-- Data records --
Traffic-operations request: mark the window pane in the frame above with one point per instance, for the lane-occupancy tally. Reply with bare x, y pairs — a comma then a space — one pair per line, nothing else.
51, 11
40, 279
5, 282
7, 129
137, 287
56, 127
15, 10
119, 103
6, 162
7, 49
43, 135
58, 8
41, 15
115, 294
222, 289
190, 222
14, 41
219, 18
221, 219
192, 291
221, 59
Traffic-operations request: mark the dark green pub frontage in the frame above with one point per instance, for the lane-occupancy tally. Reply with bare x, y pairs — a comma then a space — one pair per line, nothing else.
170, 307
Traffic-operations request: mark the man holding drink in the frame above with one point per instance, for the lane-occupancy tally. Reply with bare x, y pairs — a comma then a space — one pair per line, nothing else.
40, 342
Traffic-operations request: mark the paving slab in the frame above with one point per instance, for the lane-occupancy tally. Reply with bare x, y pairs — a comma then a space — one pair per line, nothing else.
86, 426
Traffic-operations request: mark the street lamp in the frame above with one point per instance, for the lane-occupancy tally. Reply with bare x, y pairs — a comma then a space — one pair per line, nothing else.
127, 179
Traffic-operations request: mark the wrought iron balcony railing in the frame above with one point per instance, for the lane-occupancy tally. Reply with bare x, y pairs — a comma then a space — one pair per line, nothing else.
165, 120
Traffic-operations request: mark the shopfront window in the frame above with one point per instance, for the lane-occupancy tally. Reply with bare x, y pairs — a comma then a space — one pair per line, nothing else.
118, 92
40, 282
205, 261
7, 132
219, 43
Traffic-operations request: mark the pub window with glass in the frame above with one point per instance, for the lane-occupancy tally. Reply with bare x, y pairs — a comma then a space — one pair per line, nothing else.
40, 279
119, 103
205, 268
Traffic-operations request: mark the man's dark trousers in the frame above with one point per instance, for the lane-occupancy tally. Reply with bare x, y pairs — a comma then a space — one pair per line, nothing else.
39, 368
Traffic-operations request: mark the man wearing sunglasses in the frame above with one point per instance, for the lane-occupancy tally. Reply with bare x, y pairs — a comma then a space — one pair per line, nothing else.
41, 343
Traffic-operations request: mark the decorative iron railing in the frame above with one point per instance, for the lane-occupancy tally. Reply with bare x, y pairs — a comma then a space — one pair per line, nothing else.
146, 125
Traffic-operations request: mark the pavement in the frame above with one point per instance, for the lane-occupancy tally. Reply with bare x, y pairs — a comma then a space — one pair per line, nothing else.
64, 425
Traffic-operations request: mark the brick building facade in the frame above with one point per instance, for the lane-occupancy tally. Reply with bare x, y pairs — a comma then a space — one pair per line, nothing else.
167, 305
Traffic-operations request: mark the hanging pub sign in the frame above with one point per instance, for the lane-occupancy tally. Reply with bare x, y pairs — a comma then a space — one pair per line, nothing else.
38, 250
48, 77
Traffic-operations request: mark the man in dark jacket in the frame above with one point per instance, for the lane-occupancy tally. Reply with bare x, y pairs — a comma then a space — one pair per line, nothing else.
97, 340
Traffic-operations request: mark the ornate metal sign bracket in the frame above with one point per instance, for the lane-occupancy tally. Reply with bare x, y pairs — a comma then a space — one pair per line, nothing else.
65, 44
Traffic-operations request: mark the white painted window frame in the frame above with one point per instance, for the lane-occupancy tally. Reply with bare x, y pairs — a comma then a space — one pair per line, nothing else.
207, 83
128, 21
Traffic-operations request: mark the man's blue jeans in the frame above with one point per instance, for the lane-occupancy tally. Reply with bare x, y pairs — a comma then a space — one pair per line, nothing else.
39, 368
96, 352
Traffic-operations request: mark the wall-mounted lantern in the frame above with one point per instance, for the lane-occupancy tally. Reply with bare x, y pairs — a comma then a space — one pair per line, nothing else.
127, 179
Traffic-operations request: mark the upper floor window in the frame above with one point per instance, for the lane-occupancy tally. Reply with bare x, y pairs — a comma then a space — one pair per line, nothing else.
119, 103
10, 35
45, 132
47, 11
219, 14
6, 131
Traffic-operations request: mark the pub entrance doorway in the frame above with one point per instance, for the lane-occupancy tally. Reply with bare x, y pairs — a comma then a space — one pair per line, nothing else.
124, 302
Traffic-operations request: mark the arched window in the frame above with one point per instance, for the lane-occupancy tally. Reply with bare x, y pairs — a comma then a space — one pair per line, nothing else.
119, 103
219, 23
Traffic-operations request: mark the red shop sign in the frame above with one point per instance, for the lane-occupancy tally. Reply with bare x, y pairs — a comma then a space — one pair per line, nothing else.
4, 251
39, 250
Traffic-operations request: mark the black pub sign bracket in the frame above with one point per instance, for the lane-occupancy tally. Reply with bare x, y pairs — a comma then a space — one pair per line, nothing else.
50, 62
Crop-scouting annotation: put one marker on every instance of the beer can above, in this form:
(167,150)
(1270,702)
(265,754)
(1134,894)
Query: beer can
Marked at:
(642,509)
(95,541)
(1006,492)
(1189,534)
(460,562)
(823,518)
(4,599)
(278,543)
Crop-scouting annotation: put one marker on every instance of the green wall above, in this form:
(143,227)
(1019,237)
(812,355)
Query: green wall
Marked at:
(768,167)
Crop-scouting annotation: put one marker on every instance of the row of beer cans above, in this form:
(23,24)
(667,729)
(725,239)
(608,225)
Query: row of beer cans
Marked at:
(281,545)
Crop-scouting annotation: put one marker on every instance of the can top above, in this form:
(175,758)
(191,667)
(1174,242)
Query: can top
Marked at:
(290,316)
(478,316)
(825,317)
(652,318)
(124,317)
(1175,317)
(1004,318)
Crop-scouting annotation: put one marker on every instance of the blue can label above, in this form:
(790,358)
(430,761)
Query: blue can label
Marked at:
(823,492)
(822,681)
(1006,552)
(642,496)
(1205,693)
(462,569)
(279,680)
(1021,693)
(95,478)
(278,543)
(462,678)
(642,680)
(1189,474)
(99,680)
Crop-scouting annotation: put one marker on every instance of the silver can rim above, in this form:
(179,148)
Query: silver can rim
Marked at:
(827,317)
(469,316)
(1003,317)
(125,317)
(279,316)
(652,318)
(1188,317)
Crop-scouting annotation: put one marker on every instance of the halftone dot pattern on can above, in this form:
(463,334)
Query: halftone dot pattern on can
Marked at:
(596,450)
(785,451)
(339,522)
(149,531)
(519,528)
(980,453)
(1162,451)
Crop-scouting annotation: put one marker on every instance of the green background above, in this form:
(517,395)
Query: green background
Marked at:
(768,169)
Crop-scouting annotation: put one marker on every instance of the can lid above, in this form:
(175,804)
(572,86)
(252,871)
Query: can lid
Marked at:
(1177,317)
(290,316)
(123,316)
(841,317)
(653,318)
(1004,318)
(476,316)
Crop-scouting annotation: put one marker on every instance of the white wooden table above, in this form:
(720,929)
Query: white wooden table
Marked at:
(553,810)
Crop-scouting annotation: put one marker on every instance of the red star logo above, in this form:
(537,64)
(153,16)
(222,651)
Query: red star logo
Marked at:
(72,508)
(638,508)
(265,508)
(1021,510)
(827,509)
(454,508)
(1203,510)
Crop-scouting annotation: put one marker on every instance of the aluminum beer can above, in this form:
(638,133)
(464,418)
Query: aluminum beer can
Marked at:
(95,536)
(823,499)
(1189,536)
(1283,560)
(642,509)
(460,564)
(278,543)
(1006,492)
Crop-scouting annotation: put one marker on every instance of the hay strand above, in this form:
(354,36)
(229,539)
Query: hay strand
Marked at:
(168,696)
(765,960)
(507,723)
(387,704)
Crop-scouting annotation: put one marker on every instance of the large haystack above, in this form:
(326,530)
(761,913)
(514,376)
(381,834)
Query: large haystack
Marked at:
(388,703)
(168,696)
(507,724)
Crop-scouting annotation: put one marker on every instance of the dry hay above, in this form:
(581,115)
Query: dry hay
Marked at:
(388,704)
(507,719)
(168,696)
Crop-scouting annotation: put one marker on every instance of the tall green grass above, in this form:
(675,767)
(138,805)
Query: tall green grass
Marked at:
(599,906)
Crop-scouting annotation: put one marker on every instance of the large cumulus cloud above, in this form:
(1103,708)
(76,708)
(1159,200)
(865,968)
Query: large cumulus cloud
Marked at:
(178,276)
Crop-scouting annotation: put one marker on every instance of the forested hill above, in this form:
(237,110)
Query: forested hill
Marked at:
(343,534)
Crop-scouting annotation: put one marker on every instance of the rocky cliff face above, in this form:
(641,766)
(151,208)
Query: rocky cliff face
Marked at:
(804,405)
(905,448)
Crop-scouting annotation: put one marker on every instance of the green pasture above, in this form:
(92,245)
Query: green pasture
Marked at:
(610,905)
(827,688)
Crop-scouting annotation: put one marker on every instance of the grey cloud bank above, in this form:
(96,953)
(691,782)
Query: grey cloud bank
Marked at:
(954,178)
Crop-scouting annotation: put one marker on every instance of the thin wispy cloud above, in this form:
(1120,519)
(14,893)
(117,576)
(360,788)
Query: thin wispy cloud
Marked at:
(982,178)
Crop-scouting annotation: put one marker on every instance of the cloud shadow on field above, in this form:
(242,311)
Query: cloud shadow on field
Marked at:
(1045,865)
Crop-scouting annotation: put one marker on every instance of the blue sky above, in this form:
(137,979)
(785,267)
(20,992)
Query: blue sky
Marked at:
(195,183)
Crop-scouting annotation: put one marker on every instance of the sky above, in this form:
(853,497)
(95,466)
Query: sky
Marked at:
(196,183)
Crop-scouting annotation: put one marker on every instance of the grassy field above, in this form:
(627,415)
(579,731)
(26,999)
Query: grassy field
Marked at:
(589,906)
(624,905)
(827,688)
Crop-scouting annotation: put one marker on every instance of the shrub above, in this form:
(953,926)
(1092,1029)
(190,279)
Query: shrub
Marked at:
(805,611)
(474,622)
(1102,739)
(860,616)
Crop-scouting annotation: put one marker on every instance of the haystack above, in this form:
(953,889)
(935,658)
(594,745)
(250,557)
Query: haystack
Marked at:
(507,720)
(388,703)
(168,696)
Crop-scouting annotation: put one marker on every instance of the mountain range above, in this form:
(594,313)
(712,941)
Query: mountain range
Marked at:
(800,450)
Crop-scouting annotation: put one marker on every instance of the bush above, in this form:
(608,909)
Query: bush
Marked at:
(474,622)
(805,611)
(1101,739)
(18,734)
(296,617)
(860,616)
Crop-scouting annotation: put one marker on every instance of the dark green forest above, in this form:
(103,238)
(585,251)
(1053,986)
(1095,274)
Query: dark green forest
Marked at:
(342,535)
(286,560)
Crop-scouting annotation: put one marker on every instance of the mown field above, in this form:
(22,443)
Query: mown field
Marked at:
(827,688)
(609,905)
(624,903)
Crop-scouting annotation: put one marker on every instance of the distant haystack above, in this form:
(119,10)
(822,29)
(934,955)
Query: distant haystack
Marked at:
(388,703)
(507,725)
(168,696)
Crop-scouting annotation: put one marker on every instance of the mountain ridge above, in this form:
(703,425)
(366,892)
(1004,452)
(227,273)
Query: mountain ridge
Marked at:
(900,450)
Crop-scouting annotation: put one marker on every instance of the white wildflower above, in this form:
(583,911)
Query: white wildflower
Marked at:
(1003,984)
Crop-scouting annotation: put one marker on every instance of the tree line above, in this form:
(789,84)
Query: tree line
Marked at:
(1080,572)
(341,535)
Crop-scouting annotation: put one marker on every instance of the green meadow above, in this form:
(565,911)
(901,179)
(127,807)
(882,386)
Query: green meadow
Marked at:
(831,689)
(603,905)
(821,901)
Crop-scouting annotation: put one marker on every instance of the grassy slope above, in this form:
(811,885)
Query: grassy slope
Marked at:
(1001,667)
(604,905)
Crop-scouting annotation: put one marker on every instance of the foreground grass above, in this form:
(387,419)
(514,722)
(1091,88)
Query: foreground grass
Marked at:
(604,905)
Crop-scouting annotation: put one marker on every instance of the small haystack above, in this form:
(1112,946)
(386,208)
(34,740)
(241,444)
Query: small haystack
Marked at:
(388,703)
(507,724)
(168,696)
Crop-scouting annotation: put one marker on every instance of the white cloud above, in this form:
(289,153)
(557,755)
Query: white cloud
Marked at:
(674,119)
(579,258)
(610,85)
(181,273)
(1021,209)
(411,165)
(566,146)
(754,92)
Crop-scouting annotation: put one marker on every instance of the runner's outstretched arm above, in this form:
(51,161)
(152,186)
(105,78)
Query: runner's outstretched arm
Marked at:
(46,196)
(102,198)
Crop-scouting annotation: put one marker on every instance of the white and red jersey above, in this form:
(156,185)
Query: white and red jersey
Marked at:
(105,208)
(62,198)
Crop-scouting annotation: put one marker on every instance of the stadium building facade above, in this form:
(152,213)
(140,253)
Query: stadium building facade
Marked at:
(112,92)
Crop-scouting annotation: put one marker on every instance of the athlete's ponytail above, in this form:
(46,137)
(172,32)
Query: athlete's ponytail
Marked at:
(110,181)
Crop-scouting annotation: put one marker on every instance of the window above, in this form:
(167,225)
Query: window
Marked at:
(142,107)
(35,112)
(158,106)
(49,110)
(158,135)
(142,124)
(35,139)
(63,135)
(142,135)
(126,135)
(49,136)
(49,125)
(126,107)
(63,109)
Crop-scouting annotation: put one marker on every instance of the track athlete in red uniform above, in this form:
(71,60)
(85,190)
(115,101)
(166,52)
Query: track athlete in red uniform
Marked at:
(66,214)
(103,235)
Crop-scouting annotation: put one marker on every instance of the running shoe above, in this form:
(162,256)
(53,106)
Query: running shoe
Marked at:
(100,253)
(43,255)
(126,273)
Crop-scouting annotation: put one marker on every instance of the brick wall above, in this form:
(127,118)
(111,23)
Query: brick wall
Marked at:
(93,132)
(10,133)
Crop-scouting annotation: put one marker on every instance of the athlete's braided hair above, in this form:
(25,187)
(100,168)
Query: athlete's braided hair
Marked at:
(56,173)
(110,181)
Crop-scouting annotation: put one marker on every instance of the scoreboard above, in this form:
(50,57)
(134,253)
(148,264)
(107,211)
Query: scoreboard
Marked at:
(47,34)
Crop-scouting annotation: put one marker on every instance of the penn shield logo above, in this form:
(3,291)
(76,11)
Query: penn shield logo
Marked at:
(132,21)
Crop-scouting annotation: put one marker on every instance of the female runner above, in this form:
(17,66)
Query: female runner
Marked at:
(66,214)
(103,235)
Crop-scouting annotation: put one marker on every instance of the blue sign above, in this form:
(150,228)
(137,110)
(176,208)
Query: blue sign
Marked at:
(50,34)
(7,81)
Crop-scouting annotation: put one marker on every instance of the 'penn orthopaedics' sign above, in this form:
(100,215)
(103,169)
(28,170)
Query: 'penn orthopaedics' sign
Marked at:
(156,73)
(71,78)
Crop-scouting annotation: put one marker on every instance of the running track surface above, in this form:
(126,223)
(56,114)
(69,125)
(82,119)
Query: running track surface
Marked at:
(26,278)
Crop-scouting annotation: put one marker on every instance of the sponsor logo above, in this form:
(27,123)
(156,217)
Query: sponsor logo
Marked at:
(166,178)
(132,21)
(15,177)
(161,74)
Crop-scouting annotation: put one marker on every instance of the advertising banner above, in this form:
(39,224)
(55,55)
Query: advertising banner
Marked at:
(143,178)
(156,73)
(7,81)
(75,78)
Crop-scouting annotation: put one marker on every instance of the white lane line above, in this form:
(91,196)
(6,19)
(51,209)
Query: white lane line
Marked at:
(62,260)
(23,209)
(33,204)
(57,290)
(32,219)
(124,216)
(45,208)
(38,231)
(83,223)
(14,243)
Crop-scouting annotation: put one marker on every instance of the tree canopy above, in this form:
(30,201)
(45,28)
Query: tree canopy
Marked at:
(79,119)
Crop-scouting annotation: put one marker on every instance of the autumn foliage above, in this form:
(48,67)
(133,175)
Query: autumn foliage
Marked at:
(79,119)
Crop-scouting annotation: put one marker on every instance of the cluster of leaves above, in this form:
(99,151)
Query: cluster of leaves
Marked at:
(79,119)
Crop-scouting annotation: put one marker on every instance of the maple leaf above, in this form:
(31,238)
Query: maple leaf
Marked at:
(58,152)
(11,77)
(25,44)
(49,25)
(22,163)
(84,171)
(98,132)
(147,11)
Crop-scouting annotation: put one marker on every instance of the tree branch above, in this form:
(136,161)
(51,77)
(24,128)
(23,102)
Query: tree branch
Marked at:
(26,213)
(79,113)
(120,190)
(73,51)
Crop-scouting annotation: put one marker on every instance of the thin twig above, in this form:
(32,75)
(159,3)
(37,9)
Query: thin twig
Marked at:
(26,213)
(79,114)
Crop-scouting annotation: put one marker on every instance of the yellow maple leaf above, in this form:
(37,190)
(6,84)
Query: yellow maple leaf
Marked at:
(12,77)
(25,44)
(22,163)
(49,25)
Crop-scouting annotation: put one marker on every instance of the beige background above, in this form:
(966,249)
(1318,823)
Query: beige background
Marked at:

-- Stated goal --
Everything from the line that contains "the tree canopy" through the end of the records must be duplicated exactly, and nothing outside that range.

-- Exercise output --
Crop-scouting annotation: put one marker on every instance of the tree canopy above, in this form:
(30,201)
(45,28)
Query: tree canopy
Marked at:
(79,119)
Crop-scouting annotation: put one marker on every instance of the autumn foliage above, in this form:
(48,67)
(133,175)
Query: autumn foliage
Marked at:
(79,119)
Crop-scouting annotation: put one marker on every instance of the cluster of leaves above, in this form:
(99,151)
Query: cluster of leaves
Marked at:
(79,119)
Crop-scouting annotation: put one marker on every instance of the maple leaf above, in this form:
(31,238)
Query: maple leaf
Marked at:
(58,152)
(11,77)
(25,44)
(49,25)
(22,163)
(84,171)
(98,132)
(147,11)
Crop-scouting annotation: put one marker on every instance of the tree branch above, in this form:
(136,161)
(51,77)
(24,128)
(23,102)
Query: tree branch
Marked at:
(26,213)
(79,113)
(120,190)
(73,51)
Crop-scouting annotation: put one marker on every instance of the thin twig above, in this form:
(32,75)
(159,3)
(37,9)
Query: thin twig
Marked at:
(26,213)
(79,114)
Crop-scouting annotation: put one marker on every instance of the yellow maple leaf above, in this form:
(37,190)
(6,84)
Query: yellow maple leaf
Marked at:
(12,77)
(25,44)
(22,163)
(49,25)
Crop-scouting annotation: put one marker on every instance of the beige background above, in this form:
(966,249)
(1318,823)
Query: beige background
Marked at:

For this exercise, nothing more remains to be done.